REQUIREMENT 1:
Answer these questions from the biography of Danny "Chocolate" Myers:
(a) On what date was Myers born?
(b) On which radio service is he a host?
(c) How many times did Myers and Richard Childress visit victory lane?
REQUIREMENT 2:
Decide whether each statement agrees with the biography of Danny "Chocolate" Myers. Answer yes or no, and quote the words from the biography that settle it.
(a) Myers is the current curator of Richard Childress Racing's museum.
(b) The "Flying Aces" crew was named the NASCAR pit crew of the year from 1985 until 1990.
(c) Myers and Childress first went to the Daytona 500 together in 1968.
REQUIREMENT 3: Resume the biography of Danny "Chocolate" Myers after its last sentence.

EXCERPTED PASSAGE:
************
NASCAR team principal; championship gasman

Danny "Chocolate" Myers (born October 17, 1948) is an American stock car racing personality. A long-time staffer for Richard Childress Racing, he was the fueler on six of the team's NASCAR championships (Dale Earnhardt Sr., 1986–87, 1990–91, 1993–94) and is the current curator of the team's museum. He is also a radio host on SiriusXM Satellite Radio.

==Racing career==
Myers worked as the fueler for Richard Childress Racing's No. 3 and later No. 29 team from 1976 until 2002. He was part of the "Flying Aces" crew that was named the NASCAR pit crew of the year from 1985 until 1988. During the 20 years as an over-the-wall crew member, Myers and team owner Richard Childress visited victory lane 84 times, including the 1998 Daytona 500 win with driver Dale Earnhardt, Sr. Myers began his own "big time" racing career in 1968. That was the year he and Childress went to the Daytona 500 together the first time.
************
Dataset excerpts:

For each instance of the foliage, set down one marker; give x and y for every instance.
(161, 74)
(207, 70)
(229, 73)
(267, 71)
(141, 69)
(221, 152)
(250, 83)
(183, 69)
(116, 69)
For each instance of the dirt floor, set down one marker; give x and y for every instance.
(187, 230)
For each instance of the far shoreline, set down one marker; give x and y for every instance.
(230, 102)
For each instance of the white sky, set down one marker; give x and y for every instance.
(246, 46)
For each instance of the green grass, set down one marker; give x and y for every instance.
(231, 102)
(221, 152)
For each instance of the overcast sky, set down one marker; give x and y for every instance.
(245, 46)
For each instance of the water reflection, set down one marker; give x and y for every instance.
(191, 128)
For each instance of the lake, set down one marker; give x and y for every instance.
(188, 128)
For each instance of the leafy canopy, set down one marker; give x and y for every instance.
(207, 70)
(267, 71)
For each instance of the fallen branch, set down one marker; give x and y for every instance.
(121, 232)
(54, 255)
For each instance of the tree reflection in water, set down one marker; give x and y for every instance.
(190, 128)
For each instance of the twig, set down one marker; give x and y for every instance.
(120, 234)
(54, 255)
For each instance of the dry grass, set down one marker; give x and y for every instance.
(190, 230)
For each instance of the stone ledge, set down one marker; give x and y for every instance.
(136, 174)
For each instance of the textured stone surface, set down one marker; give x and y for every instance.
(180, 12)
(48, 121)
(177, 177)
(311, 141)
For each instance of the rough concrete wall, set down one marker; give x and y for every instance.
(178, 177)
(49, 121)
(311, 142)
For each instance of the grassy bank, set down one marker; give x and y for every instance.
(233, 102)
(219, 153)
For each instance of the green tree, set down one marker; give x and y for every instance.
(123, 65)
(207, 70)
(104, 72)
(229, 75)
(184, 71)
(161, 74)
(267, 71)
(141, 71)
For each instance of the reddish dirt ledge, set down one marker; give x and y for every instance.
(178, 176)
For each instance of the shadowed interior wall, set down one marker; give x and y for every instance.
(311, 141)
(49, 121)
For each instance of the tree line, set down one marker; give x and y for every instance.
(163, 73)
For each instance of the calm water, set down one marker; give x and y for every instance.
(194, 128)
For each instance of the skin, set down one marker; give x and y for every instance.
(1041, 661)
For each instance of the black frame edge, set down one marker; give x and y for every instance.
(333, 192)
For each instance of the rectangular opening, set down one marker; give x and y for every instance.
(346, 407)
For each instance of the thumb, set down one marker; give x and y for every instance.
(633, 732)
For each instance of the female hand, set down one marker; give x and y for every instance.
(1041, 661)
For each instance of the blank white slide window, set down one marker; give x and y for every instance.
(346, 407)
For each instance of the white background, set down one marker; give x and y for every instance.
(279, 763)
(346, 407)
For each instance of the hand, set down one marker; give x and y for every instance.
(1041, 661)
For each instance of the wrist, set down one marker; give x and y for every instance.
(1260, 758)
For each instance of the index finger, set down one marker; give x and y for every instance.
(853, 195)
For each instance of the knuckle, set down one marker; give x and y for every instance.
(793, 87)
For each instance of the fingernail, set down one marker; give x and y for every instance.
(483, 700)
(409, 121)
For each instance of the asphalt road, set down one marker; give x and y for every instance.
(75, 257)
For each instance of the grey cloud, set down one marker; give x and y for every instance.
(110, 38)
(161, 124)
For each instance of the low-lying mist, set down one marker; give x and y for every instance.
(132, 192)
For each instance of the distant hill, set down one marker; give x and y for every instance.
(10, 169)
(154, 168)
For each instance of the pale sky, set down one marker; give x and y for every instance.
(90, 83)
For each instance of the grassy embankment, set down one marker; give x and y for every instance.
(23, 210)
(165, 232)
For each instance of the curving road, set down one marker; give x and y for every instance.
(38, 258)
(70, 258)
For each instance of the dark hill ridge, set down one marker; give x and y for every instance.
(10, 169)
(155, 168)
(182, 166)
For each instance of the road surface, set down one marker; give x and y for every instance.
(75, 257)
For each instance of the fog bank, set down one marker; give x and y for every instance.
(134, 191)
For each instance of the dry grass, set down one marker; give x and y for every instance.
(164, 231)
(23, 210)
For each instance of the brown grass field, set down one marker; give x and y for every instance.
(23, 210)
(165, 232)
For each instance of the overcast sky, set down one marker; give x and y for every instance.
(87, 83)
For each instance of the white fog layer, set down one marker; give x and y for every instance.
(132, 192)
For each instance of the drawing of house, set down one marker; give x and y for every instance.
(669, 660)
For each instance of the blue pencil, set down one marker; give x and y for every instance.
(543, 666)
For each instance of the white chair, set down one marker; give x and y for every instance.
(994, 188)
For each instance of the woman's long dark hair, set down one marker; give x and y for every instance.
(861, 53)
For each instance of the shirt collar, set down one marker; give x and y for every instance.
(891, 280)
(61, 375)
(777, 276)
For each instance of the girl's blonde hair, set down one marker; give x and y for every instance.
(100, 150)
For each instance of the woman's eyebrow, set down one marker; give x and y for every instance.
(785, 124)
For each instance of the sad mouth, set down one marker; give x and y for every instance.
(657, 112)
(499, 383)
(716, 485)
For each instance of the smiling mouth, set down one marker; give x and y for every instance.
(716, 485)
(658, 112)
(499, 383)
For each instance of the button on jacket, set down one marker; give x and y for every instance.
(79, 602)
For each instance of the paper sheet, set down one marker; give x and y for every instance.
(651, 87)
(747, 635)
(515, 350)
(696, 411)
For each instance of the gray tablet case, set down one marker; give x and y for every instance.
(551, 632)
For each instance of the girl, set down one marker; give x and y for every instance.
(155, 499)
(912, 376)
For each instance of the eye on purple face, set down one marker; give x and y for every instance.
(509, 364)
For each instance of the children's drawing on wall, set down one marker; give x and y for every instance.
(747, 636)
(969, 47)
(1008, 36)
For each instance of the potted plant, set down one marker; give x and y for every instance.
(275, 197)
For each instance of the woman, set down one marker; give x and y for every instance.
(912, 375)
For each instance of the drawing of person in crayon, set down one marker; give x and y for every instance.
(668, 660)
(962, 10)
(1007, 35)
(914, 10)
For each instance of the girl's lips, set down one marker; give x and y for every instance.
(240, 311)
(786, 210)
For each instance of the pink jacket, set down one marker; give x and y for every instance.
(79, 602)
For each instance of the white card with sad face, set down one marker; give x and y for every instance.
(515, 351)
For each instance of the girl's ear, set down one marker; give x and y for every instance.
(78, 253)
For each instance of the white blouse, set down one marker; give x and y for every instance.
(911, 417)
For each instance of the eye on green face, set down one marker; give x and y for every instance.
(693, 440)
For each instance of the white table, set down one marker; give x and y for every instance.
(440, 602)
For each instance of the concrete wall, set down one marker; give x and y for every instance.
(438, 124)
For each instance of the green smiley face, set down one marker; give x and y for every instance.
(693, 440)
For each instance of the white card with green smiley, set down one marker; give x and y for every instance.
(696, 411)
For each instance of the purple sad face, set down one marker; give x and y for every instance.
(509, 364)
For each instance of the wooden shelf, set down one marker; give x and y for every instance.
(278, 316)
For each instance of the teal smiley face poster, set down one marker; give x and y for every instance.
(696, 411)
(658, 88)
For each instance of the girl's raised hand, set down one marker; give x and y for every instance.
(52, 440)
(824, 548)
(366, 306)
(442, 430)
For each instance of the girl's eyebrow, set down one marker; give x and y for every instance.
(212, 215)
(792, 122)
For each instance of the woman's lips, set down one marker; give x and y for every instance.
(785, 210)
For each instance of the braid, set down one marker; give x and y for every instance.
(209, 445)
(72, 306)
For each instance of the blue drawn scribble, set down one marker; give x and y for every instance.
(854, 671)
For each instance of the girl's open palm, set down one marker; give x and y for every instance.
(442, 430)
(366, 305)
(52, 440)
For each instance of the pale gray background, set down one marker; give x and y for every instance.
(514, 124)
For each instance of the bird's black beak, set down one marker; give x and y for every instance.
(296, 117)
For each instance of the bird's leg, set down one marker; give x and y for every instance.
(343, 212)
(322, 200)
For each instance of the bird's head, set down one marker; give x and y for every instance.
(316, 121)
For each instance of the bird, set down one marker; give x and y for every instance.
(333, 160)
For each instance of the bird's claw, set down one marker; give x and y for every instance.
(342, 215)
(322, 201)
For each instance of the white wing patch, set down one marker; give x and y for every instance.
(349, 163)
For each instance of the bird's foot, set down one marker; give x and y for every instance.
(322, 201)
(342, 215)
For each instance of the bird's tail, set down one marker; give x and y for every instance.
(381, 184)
************
REPLY 1:
(a) October 17, 1948
(b) SiriusXM Satellite Radio
(c) 84 times

REPLY 2:
(a) Yes: "is the current curator of the team's museum"
(b) No: "named the NASCAR pit crew of the year from 1985 until 1988"
(c) Yes: "Myers began his own "big time" racing career in 1968. That was the year he and Childress went to the Daytona 500 together the first time."

REPLY 3:
Earnhardt died in the 2001 Daytona 500 and the images of Myers' outburst three weeks later as the team scored its first win with new driver Kevin Harvick are regarded today as one of NASCAR's most emotional wins. Myers retired at the end of 2002; during the season he was part of the crew that was swapped from servicing Kevin Harvick to Robby Gordon's car.

One of the highlights of Myers' career was racing in Japan with his friends Richard Childress and Dale Earnhardt, Sr. in 1996. He also went to sign autographs for the troops in the War in Iraq. Myers is also on the Racers Speaking Circuit.

==Racing family==
Myers is a native of Winston-Salem, North Carolina. He is the eldest son of Lorene Yountz Myers and NASCAR racer Bobby Myers, who was known as the "Master of the Madhouse" for his racing exploits at the legendary Bowman Gray Stadium. Myers died in an accident at the 1957 Southern 500 while driving for Richard Petty's father Lee Petty.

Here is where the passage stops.